Aim of the task: Print the entries once more, unchanged.

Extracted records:

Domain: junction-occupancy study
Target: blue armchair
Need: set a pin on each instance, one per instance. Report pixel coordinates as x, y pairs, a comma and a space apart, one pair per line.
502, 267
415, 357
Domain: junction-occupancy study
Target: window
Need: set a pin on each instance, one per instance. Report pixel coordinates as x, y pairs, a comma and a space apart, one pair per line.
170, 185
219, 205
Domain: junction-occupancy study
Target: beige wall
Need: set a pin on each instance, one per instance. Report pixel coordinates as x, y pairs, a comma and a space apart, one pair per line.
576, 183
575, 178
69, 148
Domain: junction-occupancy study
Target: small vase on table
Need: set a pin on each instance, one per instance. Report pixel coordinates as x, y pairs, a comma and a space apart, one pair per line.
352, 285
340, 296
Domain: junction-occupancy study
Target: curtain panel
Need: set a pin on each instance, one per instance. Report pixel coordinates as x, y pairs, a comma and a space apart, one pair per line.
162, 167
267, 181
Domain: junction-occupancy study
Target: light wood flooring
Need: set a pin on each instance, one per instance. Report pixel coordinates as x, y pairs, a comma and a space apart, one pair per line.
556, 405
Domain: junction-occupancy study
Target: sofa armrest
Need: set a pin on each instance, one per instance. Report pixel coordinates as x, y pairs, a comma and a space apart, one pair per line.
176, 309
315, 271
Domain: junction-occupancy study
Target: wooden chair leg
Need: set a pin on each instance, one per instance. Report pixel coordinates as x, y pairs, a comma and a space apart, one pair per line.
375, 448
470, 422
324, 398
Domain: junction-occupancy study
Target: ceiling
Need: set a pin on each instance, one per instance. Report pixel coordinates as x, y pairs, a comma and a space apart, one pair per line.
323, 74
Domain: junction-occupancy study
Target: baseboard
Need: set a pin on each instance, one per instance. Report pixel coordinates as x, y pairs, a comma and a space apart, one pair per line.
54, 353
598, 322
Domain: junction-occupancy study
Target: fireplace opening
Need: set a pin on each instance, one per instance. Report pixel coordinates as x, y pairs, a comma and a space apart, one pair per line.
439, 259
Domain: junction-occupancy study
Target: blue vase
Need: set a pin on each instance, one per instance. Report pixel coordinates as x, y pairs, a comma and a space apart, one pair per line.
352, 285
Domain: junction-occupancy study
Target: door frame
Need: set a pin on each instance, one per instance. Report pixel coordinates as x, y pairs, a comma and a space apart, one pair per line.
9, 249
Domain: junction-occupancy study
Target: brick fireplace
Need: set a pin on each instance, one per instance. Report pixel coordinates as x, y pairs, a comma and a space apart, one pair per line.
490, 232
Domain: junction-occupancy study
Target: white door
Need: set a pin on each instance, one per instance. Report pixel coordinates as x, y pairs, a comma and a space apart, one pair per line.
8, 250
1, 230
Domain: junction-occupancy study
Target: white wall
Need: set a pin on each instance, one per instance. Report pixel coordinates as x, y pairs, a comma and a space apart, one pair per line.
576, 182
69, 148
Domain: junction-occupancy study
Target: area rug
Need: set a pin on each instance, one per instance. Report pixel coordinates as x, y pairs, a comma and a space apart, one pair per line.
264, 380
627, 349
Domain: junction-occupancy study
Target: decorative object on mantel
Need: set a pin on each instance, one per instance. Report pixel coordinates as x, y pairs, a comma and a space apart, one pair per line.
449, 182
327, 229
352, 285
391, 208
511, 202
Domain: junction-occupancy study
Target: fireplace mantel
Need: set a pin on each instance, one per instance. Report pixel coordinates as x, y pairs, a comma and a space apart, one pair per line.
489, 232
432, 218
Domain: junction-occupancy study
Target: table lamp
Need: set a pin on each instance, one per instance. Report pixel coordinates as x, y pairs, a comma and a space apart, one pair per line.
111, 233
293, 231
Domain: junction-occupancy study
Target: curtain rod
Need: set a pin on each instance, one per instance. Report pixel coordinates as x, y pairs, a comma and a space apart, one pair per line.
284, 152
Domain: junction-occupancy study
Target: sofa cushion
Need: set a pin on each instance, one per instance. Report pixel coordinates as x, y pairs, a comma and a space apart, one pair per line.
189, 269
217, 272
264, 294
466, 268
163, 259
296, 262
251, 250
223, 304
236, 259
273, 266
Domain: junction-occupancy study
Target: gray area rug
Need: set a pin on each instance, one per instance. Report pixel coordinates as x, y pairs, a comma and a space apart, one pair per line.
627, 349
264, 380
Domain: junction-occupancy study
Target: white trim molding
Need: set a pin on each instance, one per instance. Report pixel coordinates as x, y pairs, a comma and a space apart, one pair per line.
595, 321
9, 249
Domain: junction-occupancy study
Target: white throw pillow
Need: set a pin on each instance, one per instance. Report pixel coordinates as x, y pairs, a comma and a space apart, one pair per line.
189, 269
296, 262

Response box:
Domain: junction-occupancy study
Target: blue armchair
Need: set a pin on each instance, one per instance. Report pixel coordinates as x, y pairs, a comma and a space apart, one pair per line.
502, 267
415, 357
Domain: junction-occupancy study
Target: window
Need: set a pin on each instance, one per instance. Report pixel coordinates as x, y pairs, a comma and a space apart, one pair per line.
170, 185
219, 205
Domain: junction-occupancy study
Target: beige wall
Need: set a pin on each instance, one per instance. Report pixel coordinates as x, y pairs, a comma and a space apart, one pair per line.
576, 183
575, 178
69, 148
Domain: junction-occupancy study
Target: small vase on table
Need: set a pin on each instance, one per instance. Report pixel coordinates as x, y pairs, a comma and a space apart, one pair per line.
352, 285
340, 296
Domain: junction-occupancy study
Target: curtain panel
Need: set a pin on each instance, one per instance. Report pixel coordinates as x, y pairs, a comma and a space apart, one pair per line.
162, 167
267, 181
Domain: junction-occupancy study
Target: light wood flooring
Need: set a pin on each instance, one per instance. Report pixel coordinates as x, y pairs, a comma and a space apart, one pair per line.
556, 405
Domain: junction-occupancy study
Target: sofa armrest
Need: set a pin on each instance, one per instance. Report pixel coordinates as x, y pairs, a comma and a space apart, one pair per line.
176, 309
315, 271
Domain: junction-occupancy study
Target: wooden chair leg
Need: set a pin on each instance, one per instance. Report pixel coordinates as x, y pairs, a comma and a space apart, one pair per line.
375, 448
470, 422
324, 398
Domain: junction-occupancy study
Target: ceiling
Need: set a pin on each instance, one per instance. Report pixel coordinates as x, y pairs, a comma and a space apart, one pair per line.
323, 74
Domain: junction-occupancy study
Target: baseboard
Need: set a pin on each instance, one per instance. Report pixel coordinates as x, y pairs, a comma and a space apart, one pair per line.
54, 353
598, 322
Domain: junction-occupancy study
Target: fireplace opening
Need: set a pin on each instance, one per instance. Report pixel coordinates as x, y pairs, a comma and a space apart, one pair per line.
439, 259
Domain: junction-occupancy study
Target: blue vase
Need: set a pin on each instance, one per instance. Report pixel coordinates as x, y pairs, a comma and a space apart, one pair per line.
352, 285
Domain: junction-occupancy study
Target: door frame
Need: set a pin on each instance, one per instance. Report pixel coordinates as x, y pairs, a comma and a space apart, one pair per line.
9, 249
Domain: junction-occupancy study
Target: brick fireplace
Need: set a pin on each instance, one per instance. Report pixel coordinates as x, y pairs, a comma and a space apart, one pair per line.
490, 232
Domain: junction-occupancy study
Target: white door
Need: set a pin on each instance, one per instance. Report pixel coordinates as x, y pairs, a comma and a space apart, one pair per line.
8, 250
1, 230
Domain: junction-occupancy study
Target: white wall
Need: set a pin on each instance, one per instance. Report pixel coordinates as x, y pairs, a comma and a space apart, one pair per line.
576, 182
69, 148
Domain: junction-occupancy study
Target: area rug
Need: set a pin on each instance, one per instance. Report pixel coordinates as x, y pairs, a comma and a space apart, one pair per line.
264, 380
627, 349
Domain: junction-occupancy study
Target: decorative object on mantel
Need: set a pin on each instance, one per instance. Report pixel coordinates as x, y pairs, a comma and a space apart, one pair per line.
449, 182
327, 229
352, 285
391, 208
511, 202
Domain: junction-occupancy study
Target: fireplace mantel
Need: set a pin on each instance, one per instance. Report pixel coordinates as x, y pairs, a comma and a space apart, one pair per line.
489, 232
432, 218
Domain: junction-occupancy study
Target: table lamp
Need: set a pin on each instance, one per instance. Report pixel coordinates as x, y pairs, a comma and a space apart, one pair per line.
111, 233
293, 231
Domain: junction-occupancy study
Target: curtain rod
Need: set a pin on each instance, one per instance. Report pixel coordinates as x, y pairs, a comma and a space apart, one pair per line.
284, 152
Domain: junction-occupancy study
Target: sofa cushion
Need: set a pin on each instance, one per instance. Report pixel coordinates as x, y pairs, a comma and a space apart, one pair per line.
189, 269
217, 272
264, 294
466, 268
163, 259
296, 262
251, 250
223, 304
236, 259
273, 266
Domain: junction-occupancy study
Target: gray area rug
Need: set a pin on each instance, one per instance. Report pixel coordinates as x, y pairs, a comma and a space apart, one pair per line.
627, 349
264, 380
Domain: junction-occupancy study
Target: white trim molding
Need: set a pin on each instance, one per instance. Report pixel coordinates as x, y pairs, a comma and a space apart, one pair per line.
595, 321
9, 249
Domain: junction-occupancy study
Target: white throw pillow
Need: set a pin on each instance, one per instance. Report pixel coordinates as x, y pairs, a comma and a space apart, one pair per line.
189, 269
296, 262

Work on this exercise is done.